PROBLEM TO SOLVE :: Please produce a character-exact copy of the listing that follows, omitting all images.

SUPPLIED MATERIAL ::
::::
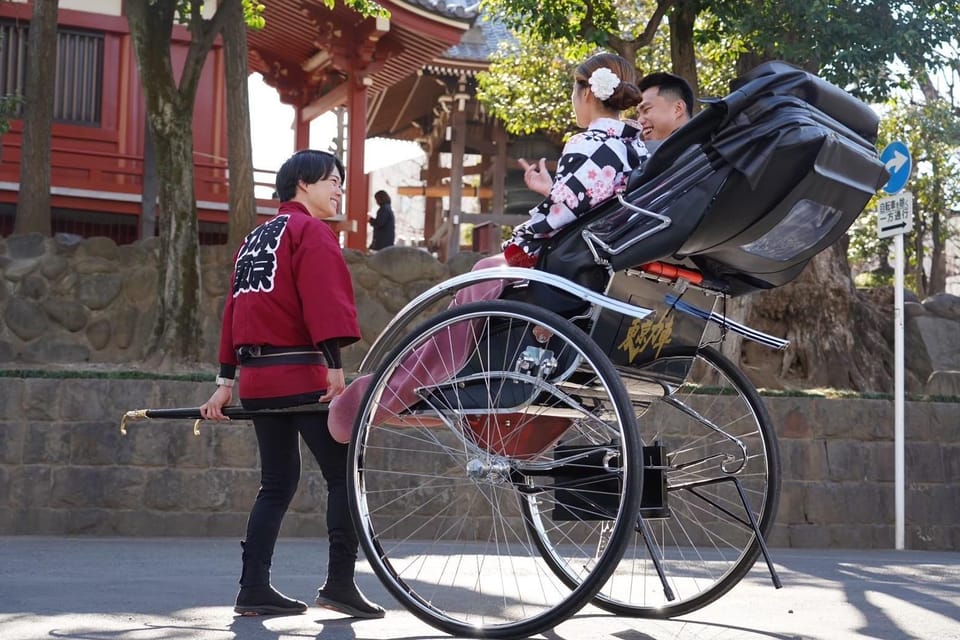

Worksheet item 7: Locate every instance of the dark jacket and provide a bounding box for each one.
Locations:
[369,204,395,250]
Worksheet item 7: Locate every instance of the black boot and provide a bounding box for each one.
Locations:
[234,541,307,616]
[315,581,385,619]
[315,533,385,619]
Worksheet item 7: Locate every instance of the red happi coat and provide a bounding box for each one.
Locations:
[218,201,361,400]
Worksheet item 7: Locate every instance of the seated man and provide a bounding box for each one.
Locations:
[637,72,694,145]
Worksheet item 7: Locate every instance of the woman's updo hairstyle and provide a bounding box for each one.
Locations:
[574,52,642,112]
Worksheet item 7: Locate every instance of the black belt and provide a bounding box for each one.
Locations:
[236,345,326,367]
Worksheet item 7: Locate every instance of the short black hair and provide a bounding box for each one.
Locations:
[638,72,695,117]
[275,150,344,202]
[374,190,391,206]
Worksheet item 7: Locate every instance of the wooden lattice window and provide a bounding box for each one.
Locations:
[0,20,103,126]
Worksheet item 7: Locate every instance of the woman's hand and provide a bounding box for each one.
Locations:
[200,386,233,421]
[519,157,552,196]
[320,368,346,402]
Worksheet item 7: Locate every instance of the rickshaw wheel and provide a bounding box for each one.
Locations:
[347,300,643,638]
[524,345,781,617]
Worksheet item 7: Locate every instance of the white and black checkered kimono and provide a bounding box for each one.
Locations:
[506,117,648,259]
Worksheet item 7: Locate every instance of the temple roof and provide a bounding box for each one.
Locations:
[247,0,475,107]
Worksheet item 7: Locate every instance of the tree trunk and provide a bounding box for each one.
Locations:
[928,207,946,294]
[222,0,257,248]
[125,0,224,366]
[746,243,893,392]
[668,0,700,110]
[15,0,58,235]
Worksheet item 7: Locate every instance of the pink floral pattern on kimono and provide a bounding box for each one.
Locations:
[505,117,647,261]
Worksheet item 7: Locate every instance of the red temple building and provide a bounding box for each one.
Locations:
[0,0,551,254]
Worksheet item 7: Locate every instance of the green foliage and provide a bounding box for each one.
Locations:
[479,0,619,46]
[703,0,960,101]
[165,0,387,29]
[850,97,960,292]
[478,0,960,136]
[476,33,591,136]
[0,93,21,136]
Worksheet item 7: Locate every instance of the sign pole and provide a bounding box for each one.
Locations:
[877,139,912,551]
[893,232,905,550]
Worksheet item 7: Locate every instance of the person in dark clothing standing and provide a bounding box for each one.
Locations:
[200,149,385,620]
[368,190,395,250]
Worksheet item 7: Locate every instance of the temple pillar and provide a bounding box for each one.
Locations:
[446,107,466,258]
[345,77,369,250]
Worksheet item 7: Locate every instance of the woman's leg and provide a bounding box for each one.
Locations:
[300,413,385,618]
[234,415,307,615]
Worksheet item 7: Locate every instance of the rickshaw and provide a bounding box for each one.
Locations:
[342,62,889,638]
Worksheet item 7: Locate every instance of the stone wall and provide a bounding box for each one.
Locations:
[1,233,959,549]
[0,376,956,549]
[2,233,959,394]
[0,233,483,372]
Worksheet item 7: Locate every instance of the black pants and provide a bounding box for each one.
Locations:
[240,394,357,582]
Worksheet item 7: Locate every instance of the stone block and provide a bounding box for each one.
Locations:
::::
FINISHED TASK ::
Worksheet item 7: Locate every instance of the dark jacket and provide a bounding box for each one.
Locations:
[369,204,395,250]
Worksheet item 7: Locate every instance of the black boot and provide a bounding box for each one.
Locations:
[234,541,307,616]
[315,581,385,619]
[315,533,385,619]
Worksheet item 7: Locate every instance of the red happi coat and provide a bounding box for each one.
Locations:
[218,201,361,400]
Worksheet item 7: Locate every instance of the seated man and provide a bounding box for each one.
Locations:
[637,72,694,145]
Worksheet item 7: Locate every instance of the woman's updo hairstyle and provide a bounding box for each one.
Locations:
[574,52,642,112]
Worksheet item 7: Locate every instance of the black belt and provide a bounding box for each one.
Locations:
[236,345,326,367]
Worksheet item 7: Locate every instance of the short black hair and provide a bounding box for each one.
Locations:
[638,72,695,117]
[275,150,344,202]
[374,190,391,206]
Worksheet item 7: Locate every instance of the wooden lattice window and provide a bounding box for each one.
Locations:
[0,20,103,126]
Worksheet item 7: Locate every instance of the woman's hand and provide a bounding box for each one.
Locations:
[200,386,233,421]
[519,157,552,196]
[320,368,346,402]
Worksheet item 7: Locate every instance of the rickshaw wheel and provide a bounding box for each one.
Locations:
[347,300,643,638]
[524,345,781,617]
Worksheet item 7: Locate every instance of the white and black checkered kimono and provide a bounding box for each one.
Locations:
[506,117,648,259]
Worksheet item 7: Locate every instance of the temple roof and provide a bounding box for each one.
Locations:
[247,0,475,107]
Worksheet item 7: Locate every instance of the tree trunk and provide a bounding box for each one.
Locations:
[928,207,946,294]
[222,0,257,248]
[125,0,224,366]
[746,243,893,392]
[668,0,700,110]
[15,0,58,235]
Worksheet item 7: Locate every instance of the pink floral pattern on kimono and provide a bounding box for each one.
Locations:
[505,117,647,261]
Worksheet item 7: Locate every instance of the red temple building and provide a bounding box for each one.
Locations:
[0,0,551,254]
Worksheet item 7: Locate every instance of the green foliage and provide a bounding box for each one.
Locations:
[479,0,619,46]
[703,0,960,101]
[165,0,387,29]
[850,97,960,292]
[478,0,960,136]
[476,33,591,136]
[0,93,21,136]
Worksheet item 7: Locate every instance of the sign pole and provide a bounding box for each one.
Locations:
[877,139,912,551]
[893,232,905,550]
Worksheet item 7: Locate every instance of the person in dark clothing standing and provide a bounding box for each one.
Locations:
[200,149,385,620]
[368,190,395,250]
Worksheet item 7: Locate every instance of the temple pillar and provide a bounding box for each one.
Locations:
[446,107,466,258]
[345,77,369,250]
Worksheet item 7: Locate every instance of the woman's leg and provide a bounding box for each one.
Locations:
[300,413,385,618]
[234,415,307,615]
Worksheet item 7: Locate every instance of the rickshaw and provide a bounding box for each one.
Locations:
[342,62,889,638]
Worksheet item 7: Locate every instance of the stone wall and provide a bounding box for each one.
Locations:
[1,233,959,549]
[0,376,956,549]
[2,233,959,394]
[0,233,483,372]
Worksheet item 7: Locate every instance of the black pants and provide a bounding box for each one.
Locations:
[240,394,357,582]
Worksheet item 7: Locate every instance of the stone block and provide a bounding box for each one.
Locations:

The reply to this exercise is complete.